## [Texto citado]

La destitución de Antonio Boggiano se hizo en el marco de la ley, respetando los procedimientos constitucionales y, según la información disponible, contradiciendo la voluntad del Poder Ejecutivo. Ni la Nación, ni la Justicia, ni el derecho, ni mucho menos los argentinos pierden algo por el alejamiento del juez menemista; en todo caso, los únicos que van a derramar alguna lágrima serán los cófrades del Opus Dei que, efectivamente, pierden un hombre clave en uno de los poderes clave del Estado.
Durante la era menemista, Boggiano fue una de las piezas importantes de la mayoría automática. Siempre se dijo que su nivel intelectual era superior al de Nazareno, lo cual no es precisamente una hazaña ni autoriza a pensar que estábamos, por lo tanto, ante un intelectual serio. Pero, si provisoriamente aceptáramos esta probable superioridad intelectual, diría que esa diferencia no se extiende al plano ético, aspecto en el cual Boggiano podía muy bien competir de igual a igual con Nazareno y el resto de los integrantes de la corte automática.
La diferencia de Boggiano con los otros jueces destituidos tiene más que ver con la astucia, la mendacidad y esa notable capacidad curialesca para identificarse con el poder entre suspiros y miradas enternecidas al cielo. Como aquel personaje cualunquista del folletín, Boggiano podía muy bien decir que él nunca cambiaba, que los que cambiaban eran los gobiernos, con los cuales -por supuesto- él siempre estaba identificado.
En efecto, si Kirchner o algunos de sus colaboradores expresaron alguna reticencia para impulsar su destitución, es porque el hombre, desde que se retiró Menem, había manifestado una obstinada vocación kirchnerista. Obsecuente, sumiso, dueño de esa untuosa y apelmazada solemnidad de los tinterillos, convencido de que todo le está permitido por su privilegiada relación con el Altísimo, incluso la eximición de la culpa, Boggiano, con sus balbuceos, sus apelaciones sentimentales, sus amenazas veladas, sus recatadas admoniciones, expresa mejor que nadie una variante del estilo menemista adquirido. En este caso, en esa escuela de diplomacia laberíntica, rica en insinuaciones, promesas ambiguas, murmullos y demoledora eficacia que, durante dos mil años, participó en y sobrevivió a las encrucijadas más importantes de la historia.

## [Entradas proporcionadas]

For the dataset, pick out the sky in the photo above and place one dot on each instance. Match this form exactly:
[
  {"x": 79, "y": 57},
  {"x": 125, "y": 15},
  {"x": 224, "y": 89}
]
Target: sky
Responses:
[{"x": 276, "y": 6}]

## [Consigna]
¿Qué personas menciona por su apellido el texto sobre la destitución de Boggiano? Nómbralas todas, en el orden en que aparecen. Las entradas son material aparte y no guardan relación con el texto.

## [Respuesta]
Boggiano, Nazareno, Kirchner, Menem